## EXTRACT TO READ

-- Begin --

The original Atomic Knights

The Atomic Knights appeared in every third issue of Strange Adventures in the early 1960s, beginning with #117 (June 1960) and running through #160 (January 1964). In all there were 15 early-1960s Atomic Knights stories created by writer John Broome and artist Murphy Anderson; they were a band of heroes living in and protecting the post-apocalyptic future of 1992.
 
Following the catastrophic Hydrogen War of 1986, a petty tyrant named the Black Baron ruled a small section of the Midwestern United States with an iron fist. He was opposed by Sgt. Gardner Grayle and the Atomic Knights, who wore medieval suits of armor that were impervious to the Baron's energy weapons, the armor having been irradiated in the war. The other Knights were twins Wayne and Hollis Hobard, Bryndon Smith, the last scientist left on Earth, and brother and sister Douglas and Marene Herald. The group became a symbol of hope to the survivors of the cataclysm.

The 15 Atomic Knights stories in Strange Adventures took place in "real time" (three months usually passed between the events of each story as well as in the real world) and generally dealt with post-holocaust recovery, as the Knights would fend off menaces and attempt to rebuild the area around their home base of Durvale, though they also managed to travel to Los Angeles, Detroit, New Orleans, New York, and Washington, D.C.

-- End --

## RECORDED INFORMATION

-- Begin --

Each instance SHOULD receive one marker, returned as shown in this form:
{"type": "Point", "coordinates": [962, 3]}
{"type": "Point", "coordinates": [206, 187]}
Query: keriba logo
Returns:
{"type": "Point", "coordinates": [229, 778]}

-- End --

## WORK TO BE COMPLETED
Reproduce word for word the part of the Atomic Knights text between "The original Atomic" and "future of 1992.", inclusive.

## THE OUTPUT
The original Atomic Knights

The Atomic Knights appeared in every third issue of Strange Adventures in the early 1960s, beginning with #117 (June 1960) and running through #160 (January 1964). In all there were 15 early-1960s Atomic Knights stories created by writer John Broome and artist Murphy Anderson; they were a band of heroes living in and protecting the post-apocalyptic future of 1992.